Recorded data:
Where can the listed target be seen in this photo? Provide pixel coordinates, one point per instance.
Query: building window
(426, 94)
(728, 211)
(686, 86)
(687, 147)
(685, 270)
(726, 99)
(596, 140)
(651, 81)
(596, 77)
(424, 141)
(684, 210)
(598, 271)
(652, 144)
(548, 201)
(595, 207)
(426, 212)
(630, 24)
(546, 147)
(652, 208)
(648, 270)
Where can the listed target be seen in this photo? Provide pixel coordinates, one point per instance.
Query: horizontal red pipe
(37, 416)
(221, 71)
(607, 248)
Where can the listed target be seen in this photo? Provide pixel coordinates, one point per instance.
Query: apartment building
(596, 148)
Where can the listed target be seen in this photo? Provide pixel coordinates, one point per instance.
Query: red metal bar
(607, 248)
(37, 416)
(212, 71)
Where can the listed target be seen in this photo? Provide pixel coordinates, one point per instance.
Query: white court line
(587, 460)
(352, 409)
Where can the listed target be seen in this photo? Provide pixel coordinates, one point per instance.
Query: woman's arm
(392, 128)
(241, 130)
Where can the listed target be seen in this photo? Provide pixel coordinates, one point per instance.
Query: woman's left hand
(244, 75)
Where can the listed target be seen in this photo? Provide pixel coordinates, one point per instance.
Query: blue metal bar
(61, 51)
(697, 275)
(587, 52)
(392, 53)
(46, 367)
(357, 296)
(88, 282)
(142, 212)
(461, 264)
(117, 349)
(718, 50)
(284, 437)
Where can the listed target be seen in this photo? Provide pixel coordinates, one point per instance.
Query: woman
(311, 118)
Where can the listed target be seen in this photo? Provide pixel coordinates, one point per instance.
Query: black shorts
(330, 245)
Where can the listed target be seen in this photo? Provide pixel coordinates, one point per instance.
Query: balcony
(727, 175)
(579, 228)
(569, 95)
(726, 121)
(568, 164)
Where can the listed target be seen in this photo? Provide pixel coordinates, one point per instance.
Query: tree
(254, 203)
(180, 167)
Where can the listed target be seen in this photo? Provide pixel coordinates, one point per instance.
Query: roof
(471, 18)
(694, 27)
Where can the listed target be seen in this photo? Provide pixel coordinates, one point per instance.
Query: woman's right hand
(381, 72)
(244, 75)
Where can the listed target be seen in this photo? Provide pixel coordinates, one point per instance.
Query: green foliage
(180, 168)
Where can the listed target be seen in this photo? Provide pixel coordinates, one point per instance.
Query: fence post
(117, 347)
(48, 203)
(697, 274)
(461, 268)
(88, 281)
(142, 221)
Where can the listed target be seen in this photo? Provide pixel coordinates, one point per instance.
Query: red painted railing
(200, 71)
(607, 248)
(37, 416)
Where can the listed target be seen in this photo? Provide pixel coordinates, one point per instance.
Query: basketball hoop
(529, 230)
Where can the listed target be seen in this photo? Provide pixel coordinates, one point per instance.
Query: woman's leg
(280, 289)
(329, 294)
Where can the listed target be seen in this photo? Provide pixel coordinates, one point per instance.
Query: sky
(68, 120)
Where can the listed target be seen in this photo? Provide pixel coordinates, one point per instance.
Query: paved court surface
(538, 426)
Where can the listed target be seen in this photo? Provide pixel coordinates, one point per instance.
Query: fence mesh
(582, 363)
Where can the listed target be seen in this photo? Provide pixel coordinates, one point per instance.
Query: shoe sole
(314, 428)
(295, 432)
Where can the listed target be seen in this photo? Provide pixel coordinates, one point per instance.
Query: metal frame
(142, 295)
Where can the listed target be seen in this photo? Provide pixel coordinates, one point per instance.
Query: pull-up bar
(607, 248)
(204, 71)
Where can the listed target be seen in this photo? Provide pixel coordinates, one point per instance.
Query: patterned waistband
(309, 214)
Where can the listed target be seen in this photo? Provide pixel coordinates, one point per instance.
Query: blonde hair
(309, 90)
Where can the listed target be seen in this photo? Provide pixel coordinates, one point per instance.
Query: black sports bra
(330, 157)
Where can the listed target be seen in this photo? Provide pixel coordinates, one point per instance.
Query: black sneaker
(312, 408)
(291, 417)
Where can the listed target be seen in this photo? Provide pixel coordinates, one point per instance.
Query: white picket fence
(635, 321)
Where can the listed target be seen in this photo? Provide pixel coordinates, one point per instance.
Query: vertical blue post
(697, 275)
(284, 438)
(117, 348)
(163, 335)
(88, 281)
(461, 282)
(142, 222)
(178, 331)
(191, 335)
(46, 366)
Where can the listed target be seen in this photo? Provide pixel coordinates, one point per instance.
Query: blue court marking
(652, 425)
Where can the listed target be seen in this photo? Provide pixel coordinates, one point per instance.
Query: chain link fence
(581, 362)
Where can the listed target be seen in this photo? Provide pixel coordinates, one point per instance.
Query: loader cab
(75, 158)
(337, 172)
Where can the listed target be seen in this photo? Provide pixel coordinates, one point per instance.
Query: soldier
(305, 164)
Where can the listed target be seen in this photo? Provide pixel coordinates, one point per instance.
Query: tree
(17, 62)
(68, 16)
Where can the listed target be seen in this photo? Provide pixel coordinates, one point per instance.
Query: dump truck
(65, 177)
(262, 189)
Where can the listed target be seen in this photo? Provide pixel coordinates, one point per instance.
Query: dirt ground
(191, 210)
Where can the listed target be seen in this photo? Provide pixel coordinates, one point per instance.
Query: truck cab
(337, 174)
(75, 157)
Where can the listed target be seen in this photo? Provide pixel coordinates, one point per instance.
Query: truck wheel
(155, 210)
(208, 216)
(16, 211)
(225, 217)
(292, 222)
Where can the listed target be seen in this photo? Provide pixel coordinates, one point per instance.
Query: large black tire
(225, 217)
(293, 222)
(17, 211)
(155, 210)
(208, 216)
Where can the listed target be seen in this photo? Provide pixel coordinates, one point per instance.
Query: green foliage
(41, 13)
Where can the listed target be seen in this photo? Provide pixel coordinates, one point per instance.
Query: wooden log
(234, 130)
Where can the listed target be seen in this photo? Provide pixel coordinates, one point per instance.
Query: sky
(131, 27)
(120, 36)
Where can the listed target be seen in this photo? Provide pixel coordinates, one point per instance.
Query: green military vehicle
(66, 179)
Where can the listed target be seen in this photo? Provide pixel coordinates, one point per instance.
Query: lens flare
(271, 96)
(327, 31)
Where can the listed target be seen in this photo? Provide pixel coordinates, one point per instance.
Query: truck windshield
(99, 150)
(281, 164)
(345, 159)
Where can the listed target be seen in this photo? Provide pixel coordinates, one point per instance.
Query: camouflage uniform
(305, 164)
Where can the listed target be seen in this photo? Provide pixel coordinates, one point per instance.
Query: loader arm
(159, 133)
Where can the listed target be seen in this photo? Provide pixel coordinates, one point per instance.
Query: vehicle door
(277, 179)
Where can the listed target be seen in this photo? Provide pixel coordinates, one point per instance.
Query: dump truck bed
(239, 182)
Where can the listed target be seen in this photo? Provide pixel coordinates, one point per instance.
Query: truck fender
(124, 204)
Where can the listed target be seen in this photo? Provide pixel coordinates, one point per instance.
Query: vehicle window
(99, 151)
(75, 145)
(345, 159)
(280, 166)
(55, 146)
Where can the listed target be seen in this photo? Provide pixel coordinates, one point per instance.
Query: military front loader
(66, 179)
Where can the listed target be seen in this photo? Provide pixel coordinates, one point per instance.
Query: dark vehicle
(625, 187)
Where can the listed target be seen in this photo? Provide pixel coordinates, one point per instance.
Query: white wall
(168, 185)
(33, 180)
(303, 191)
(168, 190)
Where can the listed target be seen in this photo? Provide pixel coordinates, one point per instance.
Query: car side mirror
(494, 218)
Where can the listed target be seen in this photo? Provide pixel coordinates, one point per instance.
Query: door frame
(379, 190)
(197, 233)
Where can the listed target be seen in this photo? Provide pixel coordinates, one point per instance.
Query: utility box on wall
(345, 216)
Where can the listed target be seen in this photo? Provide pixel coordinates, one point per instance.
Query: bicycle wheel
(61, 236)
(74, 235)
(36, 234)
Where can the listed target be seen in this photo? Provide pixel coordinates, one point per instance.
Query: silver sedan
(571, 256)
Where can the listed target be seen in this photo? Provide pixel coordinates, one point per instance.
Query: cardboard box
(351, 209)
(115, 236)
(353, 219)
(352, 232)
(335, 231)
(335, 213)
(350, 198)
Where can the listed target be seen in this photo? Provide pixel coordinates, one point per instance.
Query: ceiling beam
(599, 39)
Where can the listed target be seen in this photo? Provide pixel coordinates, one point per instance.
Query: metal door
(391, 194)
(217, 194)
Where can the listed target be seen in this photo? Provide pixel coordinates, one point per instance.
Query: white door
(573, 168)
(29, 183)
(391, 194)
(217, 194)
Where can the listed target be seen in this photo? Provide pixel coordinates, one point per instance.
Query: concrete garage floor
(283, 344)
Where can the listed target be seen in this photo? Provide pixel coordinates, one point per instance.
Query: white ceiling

About this exercise:
In the records above, find the line containing "Query: door frame" and print it and every later line exactly, through the last one.

Completed task:
Query: door frame
(379, 190)
(197, 233)
Where can the listed target be seen in this photo? Provide pixel coordinates, one point per instance.
Query: utility box on wall
(345, 216)
Where can the listed target be seen in this photo? Provide pixel coordinates, one point per instance.
Query: bicycle wheel
(61, 236)
(74, 235)
(36, 234)
Where can the listed target be seen in this photo? Provide pixel coordinates, one point per instance.
Query: silver sedan
(571, 256)
Where can the listed target be seen in this photo? Provide pixel coordinates, one point per instance.
Query: cardboard box
(351, 209)
(115, 236)
(353, 219)
(352, 232)
(335, 231)
(335, 213)
(350, 198)
Where can the listed target be seen in this photo? Provide pixel coordinates, one point per instance.
Query: ceiling beam
(599, 39)
Where can the listed target be seen in this photo? Provide pixel coordinates, one point per instance.
Query: metal door
(391, 194)
(217, 194)
Where can the listed target be seen in this photo? Provide pixel coordinates, one point per instance.
Query: white door
(573, 168)
(29, 183)
(391, 194)
(217, 194)
Where can the listed target be seen in this photo? Provide pixel coordinates, one point per instance.
Query: concrete garage floor
(283, 344)
Where can the listed target be seen in this photo? Provide pixel coordinates, one point per instance.
Query: white ceiling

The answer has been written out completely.